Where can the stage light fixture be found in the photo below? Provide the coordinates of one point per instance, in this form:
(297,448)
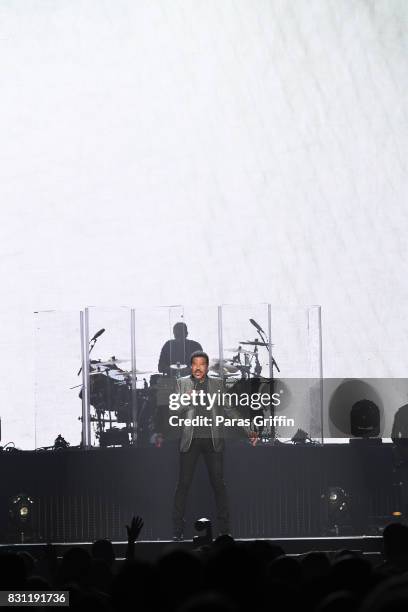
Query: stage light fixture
(20,514)
(300,437)
(338,509)
(365,419)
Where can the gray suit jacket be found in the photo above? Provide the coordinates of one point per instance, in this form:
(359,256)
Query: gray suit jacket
(186,385)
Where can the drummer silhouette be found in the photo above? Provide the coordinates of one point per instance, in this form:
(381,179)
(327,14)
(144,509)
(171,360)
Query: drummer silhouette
(175,354)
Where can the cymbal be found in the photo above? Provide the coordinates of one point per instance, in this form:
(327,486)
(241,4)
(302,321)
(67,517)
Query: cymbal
(112,361)
(129,372)
(240,350)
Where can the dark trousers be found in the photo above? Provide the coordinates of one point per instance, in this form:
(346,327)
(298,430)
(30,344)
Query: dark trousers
(215,467)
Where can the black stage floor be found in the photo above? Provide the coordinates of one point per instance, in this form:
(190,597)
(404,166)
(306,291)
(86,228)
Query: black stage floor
(277,491)
(151,550)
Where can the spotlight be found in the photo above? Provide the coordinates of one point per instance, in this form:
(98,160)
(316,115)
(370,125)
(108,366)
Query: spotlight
(20,513)
(300,437)
(365,419)
(203,524)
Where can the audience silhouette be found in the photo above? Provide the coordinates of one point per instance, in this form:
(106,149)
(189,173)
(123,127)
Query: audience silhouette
(225,576)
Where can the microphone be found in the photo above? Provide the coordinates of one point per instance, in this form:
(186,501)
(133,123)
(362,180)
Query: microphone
(99,333)
(255,324)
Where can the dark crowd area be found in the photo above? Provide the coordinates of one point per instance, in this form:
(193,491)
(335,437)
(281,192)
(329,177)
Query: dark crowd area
(223,576)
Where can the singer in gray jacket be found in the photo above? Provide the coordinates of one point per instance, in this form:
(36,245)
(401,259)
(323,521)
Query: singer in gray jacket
(200,413)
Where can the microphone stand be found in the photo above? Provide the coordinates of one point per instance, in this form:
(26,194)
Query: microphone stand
(267,343)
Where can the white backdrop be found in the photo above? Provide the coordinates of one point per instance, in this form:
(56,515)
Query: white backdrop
(161,152)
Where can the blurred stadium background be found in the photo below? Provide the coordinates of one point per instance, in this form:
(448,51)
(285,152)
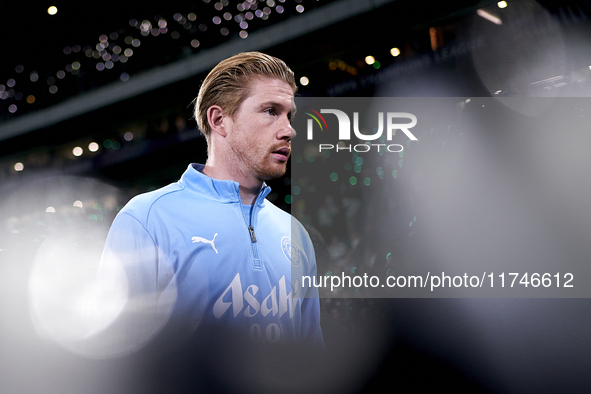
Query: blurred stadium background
(96,107)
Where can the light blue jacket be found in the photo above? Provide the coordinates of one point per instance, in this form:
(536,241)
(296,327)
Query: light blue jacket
(192,250)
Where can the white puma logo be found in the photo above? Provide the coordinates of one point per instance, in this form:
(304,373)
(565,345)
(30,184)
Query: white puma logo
(206,241)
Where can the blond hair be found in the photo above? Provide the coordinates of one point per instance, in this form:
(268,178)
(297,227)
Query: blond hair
(227,85)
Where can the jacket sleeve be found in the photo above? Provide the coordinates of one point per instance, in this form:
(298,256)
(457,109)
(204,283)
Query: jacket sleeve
(131,272)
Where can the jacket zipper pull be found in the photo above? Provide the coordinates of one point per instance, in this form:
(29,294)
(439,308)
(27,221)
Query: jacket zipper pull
(251,231)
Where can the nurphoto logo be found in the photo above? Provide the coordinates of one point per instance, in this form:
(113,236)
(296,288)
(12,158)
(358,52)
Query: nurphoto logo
(391,119)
··········
**EXERCISE TASK**
Extract every line of the records above verbatim, leaving out the pictures.

**THE SOLUTION**
Where can the stage light fixture be found in the photo below? Provide the coordinates of one point per instance, in this form:
(297,448)
Query: stage light fixture
(20,514)
(300,437)
(338,509)
(365,419)
Where can the gray suit jacket be found in the photo above? Provide the coordinates of one point per instance, in this form:
(359,256)
Query: gray suit jacket
(186,385)
Where can the drummer silhouette be found in the photo above? Provide the coordinates of one point per instance, in this form:
(381,179)
(327,14)
(144,509)
(171,360)
Query: drummer silhouette
(175,354)
Where can the cymbal be found in the photo above? Provide the coordinates of one point per instance, in this form:
(327,486)
(241,4)
(302,321)
(67,517)
Query: cymbal
(112,361)
(129,372)
(240,350)
Where can the dark trousers be found in the photo above? Provide the coordinates of one point per instance, in this form:
(346,327)
(298,430)
(30,344)
Query: dark trousers
(215,467)
Where can the black stage floor be found in the photo above? Provide the coordinates of one point per instance, in this form:
(190,597)
(404,166)
(306,291)
(86,228)
Query: black stage floor
(277,491)
(151,550)
Where can the spotlight be found in the photo above? Provide the coordinates of one point per instance, in this form:
(98,160)
(316,115)
(370,125)
(108,366)
Query: spotlight
(20,513)
(300,437)
(365,419)
(203,524)
Where can the audience silhouette be found in the photo above? Provide the coordinates of one point per instance, in this form:
(106,149)
(189,173)
(123,127)
Query: audience silhouette
(225,576)
Where can the microphone be found in the photo above? Provide the coordinates of one point per instance, in this form:
(186,501)
(133,123)
(362,180)
Query: microphone
(99,333)
(255,324)
Where can the dark crowd area be found in the photo above? Provide the coordinates of one point per instance, in this form:
(193,491)
(335,437)
(281,192)
(329,177)
Query: dark crowd area
(223,576)
Where can the singer in gray jacket be found in the photo above? Provide the coordinates of one point per instance, in this form:
(36,245)
(401,259)
(323,521)
Query: singer in gray jacket
(200,413)
Where can the microphone stand be found in the photo above? Provide the coordinates of one point per instance, in this form:
(26,194)
Query: microphone stand
(267,343)
Where can the white backdrop be found in the photo above? Provide the coordinates of one point per instance, in this form:
(56,515)
Query: white backdrop
(161,152)
Where can the blurred stadium background be found in the photo below? Provide the coordinates of one point per instance, in this form:
(448,51)
(285,152)
Query: blurred stadium background
(96,107)
Where can the light blue jacket be found in the photo above? Provide the coordinates of one point per instance, in this form:
(536,241)
(296,327)
Query: light blue jacket
(192,250)
Where can the white puma logo be found in the photo above? Provide the coordinates of one point per instance, in this form:
(304,373)
(565,345)
(30,184)
Query: white puma logo
(206,241)
Where can the blond hair be found in the photo above? Provide the coordinates of one point per instance, in this form:
(268,178)
(297,227)
Query: blond hair
(227,85)
Where can the jacket sleeve be found in the photo above? Provide the coordinates of one point per instance, in this form:
(298,256)
(457,109)
(204,283)
Query: jacket sleeve
(131,272)
Where can the jacket zipper pull be found in the photo above? Provide the coordinates of one point per instance, in this form:
(29,294)
(439,308)
(27,221)
Query: jacket zipper pull
(251,231)
Where can the nurphoto logo be found in the photo above? Provide the coordinates of one point per instance, in this form:
(113,236)
(296,288)
(12,158)
(358,52)
Query: nurphoto logo
(391,119)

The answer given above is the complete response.